▸ How to complete this task
Every entry needs to be given again exactly as it reads.
*** Provided information ***
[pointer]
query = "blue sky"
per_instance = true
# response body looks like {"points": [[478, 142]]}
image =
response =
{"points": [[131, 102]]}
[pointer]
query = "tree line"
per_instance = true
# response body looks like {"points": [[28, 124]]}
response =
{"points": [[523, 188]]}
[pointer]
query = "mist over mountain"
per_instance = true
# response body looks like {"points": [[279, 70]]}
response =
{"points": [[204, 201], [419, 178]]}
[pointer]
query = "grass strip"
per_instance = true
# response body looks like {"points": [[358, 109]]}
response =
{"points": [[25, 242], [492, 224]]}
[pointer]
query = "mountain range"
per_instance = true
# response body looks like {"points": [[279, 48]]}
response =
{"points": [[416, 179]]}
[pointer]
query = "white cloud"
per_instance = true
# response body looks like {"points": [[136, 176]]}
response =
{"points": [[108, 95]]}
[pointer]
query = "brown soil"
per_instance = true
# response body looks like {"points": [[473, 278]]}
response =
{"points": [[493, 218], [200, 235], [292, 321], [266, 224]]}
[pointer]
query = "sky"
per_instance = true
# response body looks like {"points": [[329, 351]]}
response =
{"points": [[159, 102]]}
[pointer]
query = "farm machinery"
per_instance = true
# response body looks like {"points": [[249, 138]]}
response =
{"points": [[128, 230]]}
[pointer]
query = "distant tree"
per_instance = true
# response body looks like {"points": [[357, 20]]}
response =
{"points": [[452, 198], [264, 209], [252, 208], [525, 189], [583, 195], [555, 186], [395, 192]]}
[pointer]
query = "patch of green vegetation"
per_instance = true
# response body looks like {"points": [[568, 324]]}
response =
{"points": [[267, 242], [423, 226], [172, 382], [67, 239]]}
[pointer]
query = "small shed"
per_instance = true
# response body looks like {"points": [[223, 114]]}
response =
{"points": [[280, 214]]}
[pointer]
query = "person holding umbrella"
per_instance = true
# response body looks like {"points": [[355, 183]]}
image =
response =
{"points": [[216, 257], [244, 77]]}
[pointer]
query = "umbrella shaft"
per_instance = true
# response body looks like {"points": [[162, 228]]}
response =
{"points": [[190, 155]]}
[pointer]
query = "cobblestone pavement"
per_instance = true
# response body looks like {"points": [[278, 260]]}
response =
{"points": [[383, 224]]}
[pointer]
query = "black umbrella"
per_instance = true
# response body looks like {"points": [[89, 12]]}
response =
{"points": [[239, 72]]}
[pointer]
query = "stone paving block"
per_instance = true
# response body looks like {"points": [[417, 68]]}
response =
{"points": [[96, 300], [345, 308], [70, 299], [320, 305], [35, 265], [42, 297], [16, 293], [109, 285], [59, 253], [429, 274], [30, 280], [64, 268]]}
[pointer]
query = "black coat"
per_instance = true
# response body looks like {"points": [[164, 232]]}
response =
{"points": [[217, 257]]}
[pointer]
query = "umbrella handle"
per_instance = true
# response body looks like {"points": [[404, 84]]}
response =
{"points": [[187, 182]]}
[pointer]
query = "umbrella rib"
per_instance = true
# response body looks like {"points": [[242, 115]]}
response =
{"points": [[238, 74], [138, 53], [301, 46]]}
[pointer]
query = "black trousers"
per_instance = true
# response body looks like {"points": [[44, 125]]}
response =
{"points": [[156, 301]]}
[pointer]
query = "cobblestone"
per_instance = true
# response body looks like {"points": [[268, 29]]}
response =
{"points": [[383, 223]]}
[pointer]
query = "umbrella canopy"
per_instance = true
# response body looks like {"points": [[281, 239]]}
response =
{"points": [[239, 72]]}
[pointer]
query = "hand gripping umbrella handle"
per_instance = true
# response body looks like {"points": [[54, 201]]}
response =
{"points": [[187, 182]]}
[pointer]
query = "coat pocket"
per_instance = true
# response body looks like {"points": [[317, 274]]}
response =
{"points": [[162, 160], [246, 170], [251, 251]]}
*** End of Provided information ***
▸ Worked solution
[pointer]
query = "blue sky"
per_instance = true
# response body looks like {"points": [[478, 142]]}
image =
response =
{"points": [[131, 102]]}
[pointer]
query = "tree line"
per_instance = true
# response body looks like {"points": [[28, 124]]}
response =
{"points": [[523, 188]]}
[pointer]
query = "mist over mountain"
per_instance = true
# response body looks like {"points": [[279, 70]]}
response =
{"points": [[204, 201], [419, 178]]}
[pointer]
query = "grass strip"
per_instance = true
# response body looks like {"points": [[358, 109]]}
response =
{"points": [[25, 242], [492, 224]]}
[pointer]
query = "mountain range"
per_instance = true
# response body looks like {"points": [[279, 48]]}
response =
{"points": [[416, 179]]}
[pointer]
query = "white cloud"
per_instance = true
# response body looks like {"points": [[136, 176]]}
response =
{"points": [[108, 95]]}
[pointer]
query = "brown soil"
per_instance = true
# response body looks like {"points": [[473, 278]]}
response =
{"points": [[493, 218], [200, 235], [292, 321], [266, 224]]}
[pointer]
query = "sky"
per_instance = true
# response body looks like {"points": [[329, 351]]}
response =
{"points": [[159, 102]]}
[pointer]
query = "farm machinery"
per_instance = true
# response body looks like {"points": [[249, 138]]}
response =
{"points": [[128, 230]]}
[pointer]
query = "distant tree"
per_instance = true
# response body looks like {"points": [[357, 20]]}
response =
{"points": [[452, 198], [264, 209], [252, 208], [525, 189], [583, 195], [555, 186], [395, 192]]}
[pointer]
query = "patch of green vegetation"
per_instance = true
# response body looks like {"points": [[568, 324]]}
response =
{"points": [[267, 242], [423, 226], [172, 382], [67, 239]]}
[pointer]
query = "small shed"
per_instance = true
# response body looks like {"points": [[223, 114]]}
response =
{"points": [[280, 214]]}
[pointer]
query = "person holding umbrella"
per_instance = true
# response body looks like {"points": [[355, 183]]}
image =
response =
{"points": [[216, 257], [244, 77]]}
[pointer]
query = "umbrella shaft"
per_instance = true
# response body looks like {"points": [[162, 228]]}
response =
{"points": [[190, 155]]}
[pointer]
query = "cobblestone pavement"
per_instance = true
# response body looks like {"points": [[278, 260]]}
response =
{"points": [[383, 224]]}
[pointer]
query = "black umbrella"
per_instance = true
# response body looks like {"points": [[89, 12]]}
response =
{"points": [[239, 72]]}
[pointer]
query = "stone paving block"
per_instance = true
# response body looks like {"points": [[417, 68]]}
response =
{"points": [[96, 300], [345, 308], [70, 299], [320, 305], [35, 265], [42, 297], [16, 293], [109, 285], [59, 253], [429, 274], [30, 280], [64, 268]]}
[pointer]
query = "black coat"
per_instance = true
# response body looks like {"points": [[164, 232]]}
response =
{"points": [[217, 257]]}
[pointer]
query = "umbrella handle"
per_instance = true
# response body looks like {"points": [[404, 84]]}
response =
{"points": [[187, 182]]}
[pointer]
query = "umbrella rib"
per_instance = true
# response body looks like {"points": [[242, 115]]}
response =
{"points": [[238, 74], [138, 53], [301, 46]]}
[pointer]
query = "black trousers"
per_instance = true
# response body looks like {"points": [[44, 125]]}
response =
{"points": [[156, 301]]}
[pointer]
query = "cobblestone"
per_instance = true
# response body looks like {"points": [[268, 29]]}
response =
{"points": [[383, 223]]}
[pointer]
query = "umbrella canopy"
per_instance = true
# response body looks like {"points": [[281, 239]]}
response =
{"points": [[239, 72]]}
[pointer]
query = "hand gripping umbrella handle"
per_instance = true
# response body looks like {"points": [[54, 201]]}
response =
{"points": [[187, 182]]}
[pointer]
query = "coat pocket"
per_instance = true
# response body looks like {"points": [[317, 274]]}
response =
{"points": [[162, 160], [246, 170], [251, 251]]}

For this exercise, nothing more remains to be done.